[How to complete this task]
Output only the lines below that start at the line containing "27L117 20L113 25L108" and end at the line containing "negative clicks: (112, 32)", with both ends kept.

[Task material]
━━━━━━━━━━━━━━━━━━━━━━━━━━━━━━

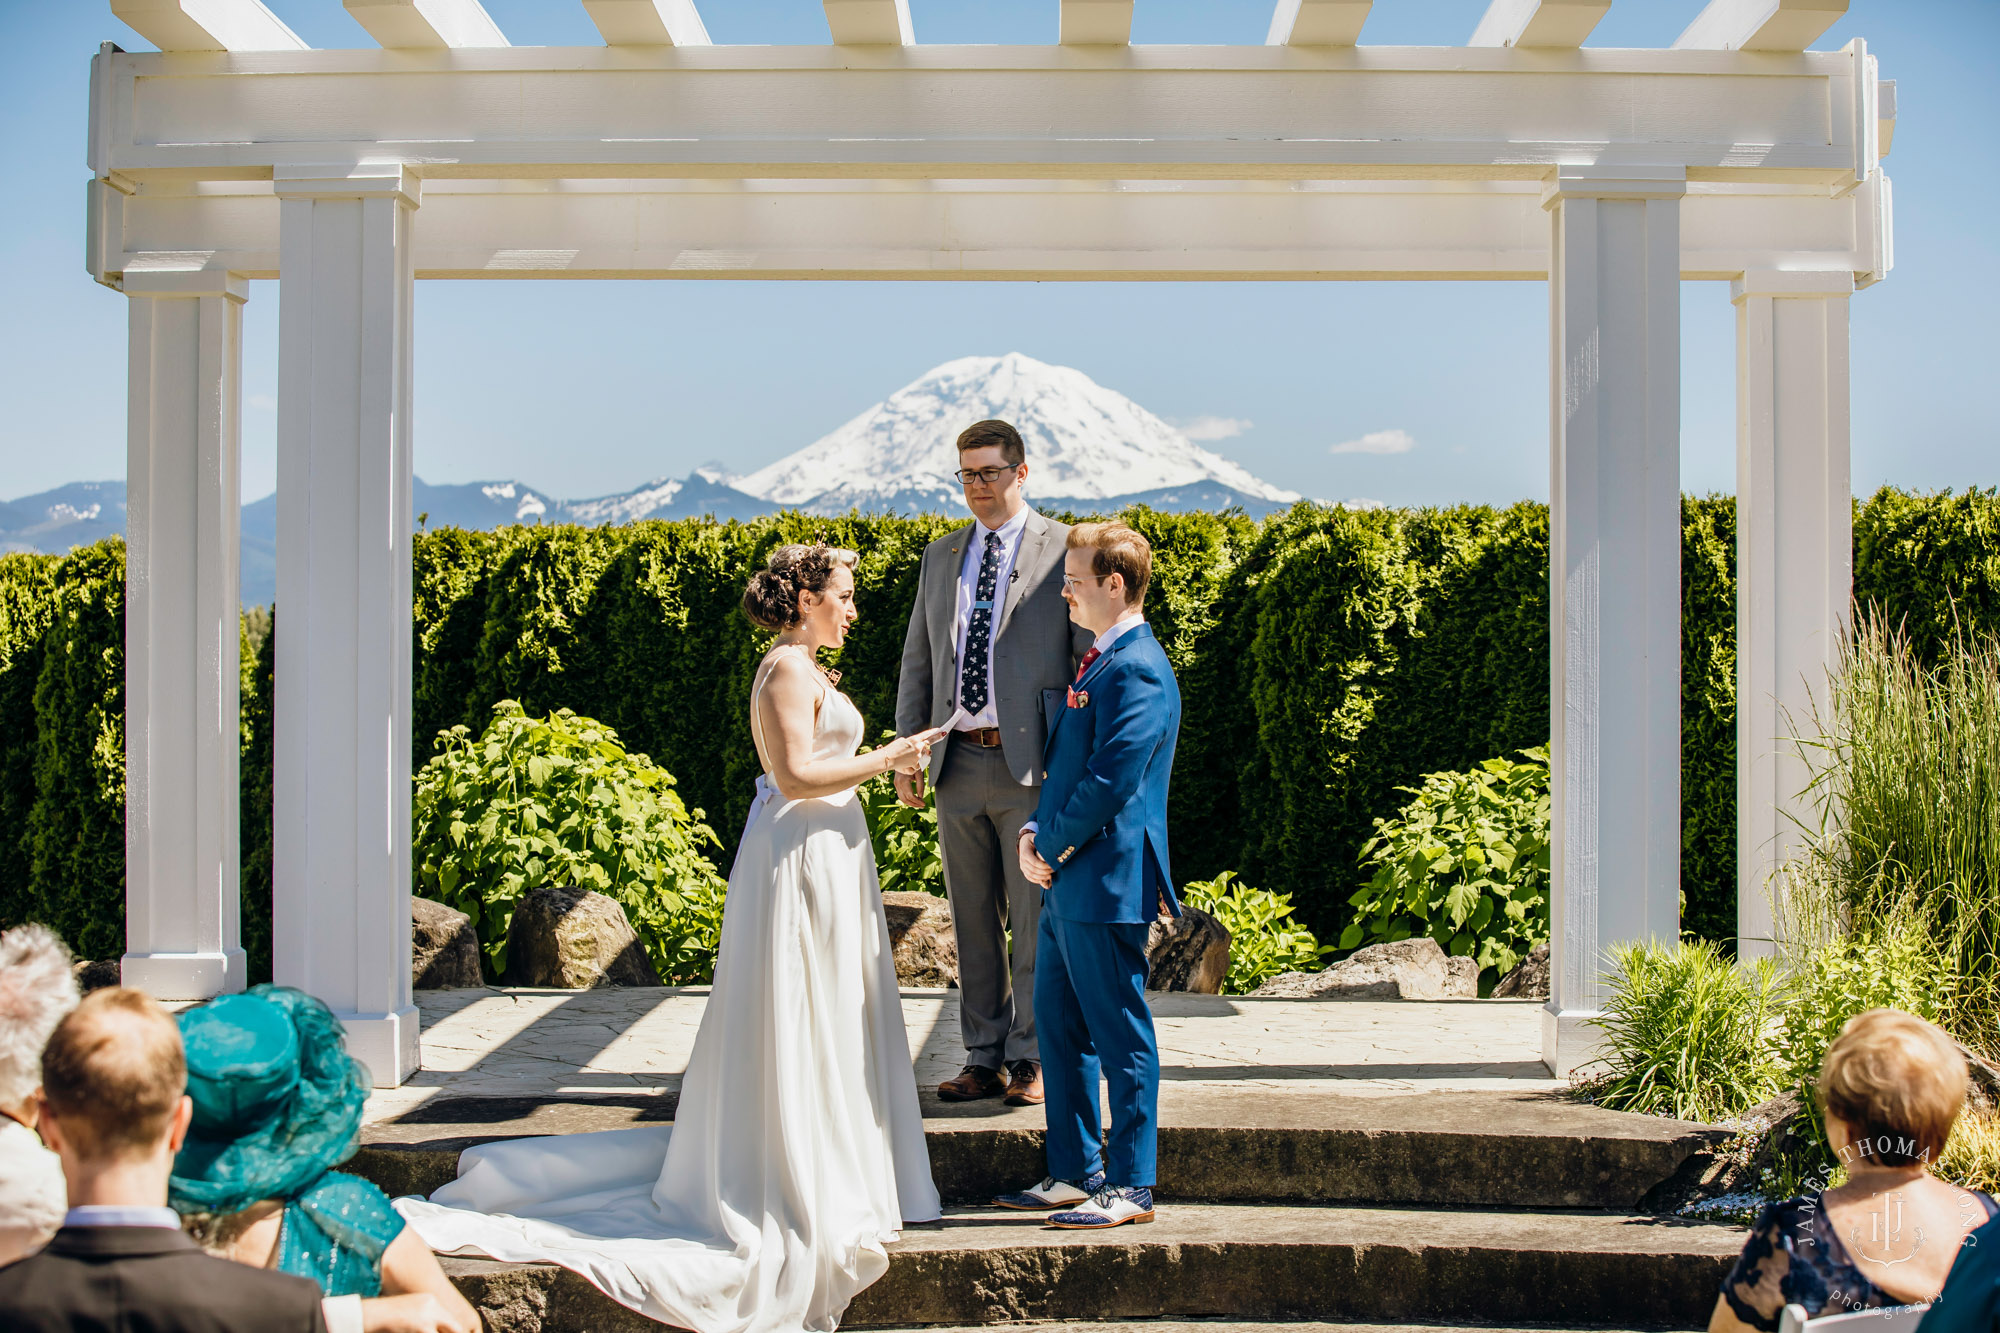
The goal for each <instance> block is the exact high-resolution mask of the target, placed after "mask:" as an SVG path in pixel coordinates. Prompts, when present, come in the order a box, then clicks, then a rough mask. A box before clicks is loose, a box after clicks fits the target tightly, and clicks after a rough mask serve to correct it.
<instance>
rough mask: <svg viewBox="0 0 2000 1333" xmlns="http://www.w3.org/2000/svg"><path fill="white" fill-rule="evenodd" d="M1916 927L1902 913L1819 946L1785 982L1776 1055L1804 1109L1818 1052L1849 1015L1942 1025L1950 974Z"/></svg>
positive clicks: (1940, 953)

━━━━━━━━━━━━━━━━━━━━━━━━━━━━━━

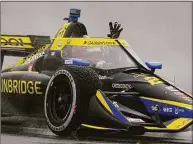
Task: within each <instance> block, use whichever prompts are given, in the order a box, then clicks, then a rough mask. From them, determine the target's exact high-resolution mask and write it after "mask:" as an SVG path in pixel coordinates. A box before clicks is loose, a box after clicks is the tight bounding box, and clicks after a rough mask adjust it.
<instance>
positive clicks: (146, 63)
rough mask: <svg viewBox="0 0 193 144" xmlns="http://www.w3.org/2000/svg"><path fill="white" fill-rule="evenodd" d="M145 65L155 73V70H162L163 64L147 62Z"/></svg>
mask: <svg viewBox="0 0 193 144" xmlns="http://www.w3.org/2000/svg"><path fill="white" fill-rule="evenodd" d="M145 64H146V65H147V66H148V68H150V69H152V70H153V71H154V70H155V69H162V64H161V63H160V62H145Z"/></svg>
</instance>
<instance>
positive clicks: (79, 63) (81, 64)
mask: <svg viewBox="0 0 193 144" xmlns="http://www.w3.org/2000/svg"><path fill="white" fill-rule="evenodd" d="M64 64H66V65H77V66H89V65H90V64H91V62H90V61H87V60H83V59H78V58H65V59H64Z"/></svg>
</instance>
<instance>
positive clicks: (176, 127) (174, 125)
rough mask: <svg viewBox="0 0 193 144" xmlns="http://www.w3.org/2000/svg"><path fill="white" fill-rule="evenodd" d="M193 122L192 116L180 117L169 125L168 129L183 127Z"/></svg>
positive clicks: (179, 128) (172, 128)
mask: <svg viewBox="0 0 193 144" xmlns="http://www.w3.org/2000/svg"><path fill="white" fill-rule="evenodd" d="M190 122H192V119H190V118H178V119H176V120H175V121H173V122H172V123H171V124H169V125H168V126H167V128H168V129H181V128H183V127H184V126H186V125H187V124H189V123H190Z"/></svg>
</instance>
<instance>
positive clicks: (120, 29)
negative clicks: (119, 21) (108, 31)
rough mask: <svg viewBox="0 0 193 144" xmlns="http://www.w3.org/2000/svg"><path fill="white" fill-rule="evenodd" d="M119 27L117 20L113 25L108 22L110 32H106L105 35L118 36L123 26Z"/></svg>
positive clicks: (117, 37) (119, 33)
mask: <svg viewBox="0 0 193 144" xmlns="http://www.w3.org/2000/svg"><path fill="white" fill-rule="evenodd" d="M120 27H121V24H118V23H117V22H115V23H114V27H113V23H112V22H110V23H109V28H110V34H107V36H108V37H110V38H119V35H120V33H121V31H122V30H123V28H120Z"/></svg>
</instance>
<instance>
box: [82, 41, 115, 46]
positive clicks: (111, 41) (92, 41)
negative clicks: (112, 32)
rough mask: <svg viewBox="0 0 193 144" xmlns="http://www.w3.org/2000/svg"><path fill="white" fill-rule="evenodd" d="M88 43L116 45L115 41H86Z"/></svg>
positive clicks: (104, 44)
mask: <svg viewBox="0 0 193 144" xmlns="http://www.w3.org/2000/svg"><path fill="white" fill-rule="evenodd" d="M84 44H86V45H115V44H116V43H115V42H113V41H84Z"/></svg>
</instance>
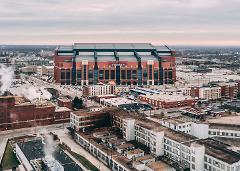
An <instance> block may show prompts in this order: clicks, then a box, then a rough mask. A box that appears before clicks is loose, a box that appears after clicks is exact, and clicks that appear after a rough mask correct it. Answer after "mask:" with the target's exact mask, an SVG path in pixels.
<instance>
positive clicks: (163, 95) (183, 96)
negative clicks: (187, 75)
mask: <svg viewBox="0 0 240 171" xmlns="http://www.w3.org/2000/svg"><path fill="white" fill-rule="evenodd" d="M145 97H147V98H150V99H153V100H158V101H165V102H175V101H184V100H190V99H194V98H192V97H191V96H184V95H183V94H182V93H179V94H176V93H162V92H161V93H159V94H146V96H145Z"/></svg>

━━━━━━━━━━━━━━━━━━━━━━━━━━━━━━

[Exercise output]
rough mask: <svg viewBox="0 0 193 144" xmlns="http://www.w3.org/2000/svg"><path fill="white" fill-rule="evenodd" d="M119 27L117 20L113 25L108 22L110 32H106L105 35L118 36L123 26Z"/></svg>
positive clicks: (117, 37) (119, 33)
mask: <svg viewBox="0 0 193 144" xmlns="http://www.w3.org/2000/svg"><path fill="white" fill-rule="evenodd" d="M120 27H121V24H118V23H117V22H115V23H114V27H113V23H112V22H110V23H109V28H110V34H107V36H108V37H110V38H119V35H120V33H121V31H122V30H123V28H120Z"/></svg>
</instance>
<instance>
box: [82, 41, 115, 46]
positive clicks: (111, 41) (92, 41)
negative clicks: (112, 32)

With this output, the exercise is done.